▸ **Data records**:

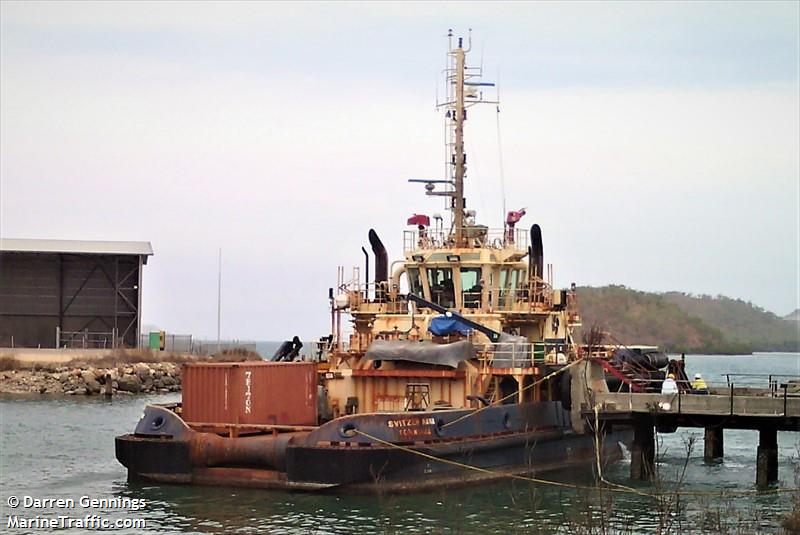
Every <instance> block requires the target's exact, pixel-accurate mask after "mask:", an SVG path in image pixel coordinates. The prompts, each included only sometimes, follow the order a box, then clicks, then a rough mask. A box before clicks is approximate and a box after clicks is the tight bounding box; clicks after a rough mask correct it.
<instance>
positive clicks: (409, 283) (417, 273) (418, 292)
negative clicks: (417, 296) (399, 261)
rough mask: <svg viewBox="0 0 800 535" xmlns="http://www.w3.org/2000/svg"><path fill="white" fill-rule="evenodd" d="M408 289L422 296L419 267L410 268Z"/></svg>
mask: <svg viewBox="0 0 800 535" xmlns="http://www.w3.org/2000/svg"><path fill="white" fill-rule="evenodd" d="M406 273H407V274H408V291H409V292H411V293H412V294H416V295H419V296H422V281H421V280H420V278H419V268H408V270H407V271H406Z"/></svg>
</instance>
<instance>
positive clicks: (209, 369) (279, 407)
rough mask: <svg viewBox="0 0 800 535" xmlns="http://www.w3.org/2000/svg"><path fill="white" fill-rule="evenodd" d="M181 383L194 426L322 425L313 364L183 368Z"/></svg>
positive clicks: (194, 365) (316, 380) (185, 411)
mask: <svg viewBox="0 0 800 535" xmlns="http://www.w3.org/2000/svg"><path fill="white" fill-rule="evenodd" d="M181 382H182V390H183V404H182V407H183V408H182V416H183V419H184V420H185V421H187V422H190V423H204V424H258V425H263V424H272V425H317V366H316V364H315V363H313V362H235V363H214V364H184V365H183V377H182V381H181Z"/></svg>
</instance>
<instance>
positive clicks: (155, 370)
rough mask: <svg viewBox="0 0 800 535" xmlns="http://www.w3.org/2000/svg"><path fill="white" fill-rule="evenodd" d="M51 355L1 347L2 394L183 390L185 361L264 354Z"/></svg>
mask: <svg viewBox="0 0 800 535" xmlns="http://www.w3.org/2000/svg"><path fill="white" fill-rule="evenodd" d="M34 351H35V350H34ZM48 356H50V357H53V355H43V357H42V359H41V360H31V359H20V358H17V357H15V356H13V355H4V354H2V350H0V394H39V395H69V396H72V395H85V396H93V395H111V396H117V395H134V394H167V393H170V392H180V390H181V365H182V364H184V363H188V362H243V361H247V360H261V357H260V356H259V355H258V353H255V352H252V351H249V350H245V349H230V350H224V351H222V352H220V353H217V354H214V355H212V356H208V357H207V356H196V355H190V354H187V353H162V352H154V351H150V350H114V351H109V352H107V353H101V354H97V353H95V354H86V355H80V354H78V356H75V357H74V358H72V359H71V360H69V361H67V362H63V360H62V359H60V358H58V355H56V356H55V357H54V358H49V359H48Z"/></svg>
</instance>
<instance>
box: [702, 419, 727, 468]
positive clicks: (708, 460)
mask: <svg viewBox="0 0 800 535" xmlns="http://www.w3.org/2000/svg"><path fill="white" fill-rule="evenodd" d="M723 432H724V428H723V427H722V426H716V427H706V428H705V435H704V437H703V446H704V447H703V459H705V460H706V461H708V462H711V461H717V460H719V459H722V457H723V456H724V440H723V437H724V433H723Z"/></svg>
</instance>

▸ **Try it**: Copy all the lines above again, swapping "rough mask" for "coarse mask" every time it appears and leaving everything else unchanged. Leave the pictures out.

▸ **Exercise answer**:
Every <instance> block requires the target's exact, pixel-accurate mask after "mask:", an SVG path in image pixel coordinates. The prompts, each included only sometimes, follow the order a box, then clicks, then a coarse mask. A box before clicks is approximate and a box after clicks is the tight bounding box; clicks after a coarse mask correct it.
<instance>
positive clicks: (409, 283) (417, 273) (418, 292)
negative clicks: (417, 296) (399, 261)
coarse mask: <svg viewBox="0 0 800 535" xmlns="http://www.w3.org/2000/svg"><path fill="white" fill-rule="evenodd" d="M408 289L422 296L419 267L410 268Z"/></svg>
mask: <svg viewBox="0 0 800 535" xmlns="http://www.w3.org/2000/svg"><path fill="white" fill-rule="evenodd" d="M406 273H407V274H408V291H409V292H411V293H412V294H416V295H419V296H422V281H421V280H420V278H419V268H408V270H407V271H406Z"/></svg>
</instance>
<instance>
positive clicks: (209, 369) (279, 407)
coarse mask: <svg viewBox="0 0 800 535" xmlns="http://www.w3.org/2000/svg"><path fill="white" fill-rule="evenodd" d="M181 383L194 426L322 425L313 364L183 368Z"/></svg>
positive clicks: (194, 365) (316, 380) (185, 411)
mask: <svg viewBox="0 0 800 535" xmlns="http://www.w3.org/2000/svg"><path fill="white" fill-rule="evenodd" d="M181 382H182V390H183V404H182V407H183V408H182V416H183V419H184V420H185V421H187V422H190V423H204V424H258V425H263V424H272V425H317V366H316V364H315V363H313V362H235V363H214V364H184V365H183V377H182V381H181Z"/></svg>
</instance>
<instance>
positive clicks: (155, 370)
coarse mask: <svg viewBox="0 0 800 535" xmlns="http://www.w3.org/2000/svg"><path fill="white" fill-rule="evenodd" d="M51 355L1 347L2 394L183 390L185 361L264 354Z"/></svg>
mask: <svg viewBox="0 0 800 535" xmlns="http://www.w3.org/2000/svg"><path fill="white" fill-rule="evenodd" d="M34 351H35V350H34ZM48 356H50V357H53V355H43V357H42V359H41V360H31V359H20V358H17V357H15V356H13V355H4V354H2V350H0V394H39V395H69V396H72V395H85V396H93V395H111V396H117V395H134V394H167V393H170V392H180V390H181V365H182V364H184V363H188V362H243V361H247V360H261V357H260V356H259V355H258V353H255V352H252V351H249V350H245V349H230V350H224V351H222V352H220V353H217V354H214V355H212V356H208V357H207V356H196V355H190V354H187V353H162V352H154V351H150V350H114V351H109V352H107V353H101V354H97V353H95V354H86V355H80V354H78V356H75V357H74V358H72V359H71V360H69V361H67V362H63V360H62V359H60V358H58V355H56V356H55V357H54V358H49V359H48Z"/></svg>
</instance>
<instance>
box: [702, 419, 727, 468]
positive clicks: (708, 460)
mask: <svg viewBox="0 0 800 535" xmlns="http://www.w3.org/2000/svg"><path fill="white" fill-rule="evenodd" d="M723 432H724V428H723V427H722V426H716V427H706V428H705V435H704V437H703V446H704V447H703V459H705V460H706V461H708V462H711V461H717V460H719V459H722V457H723V456H724V440H723V437H724V433H723Z"/></svg>
</instance>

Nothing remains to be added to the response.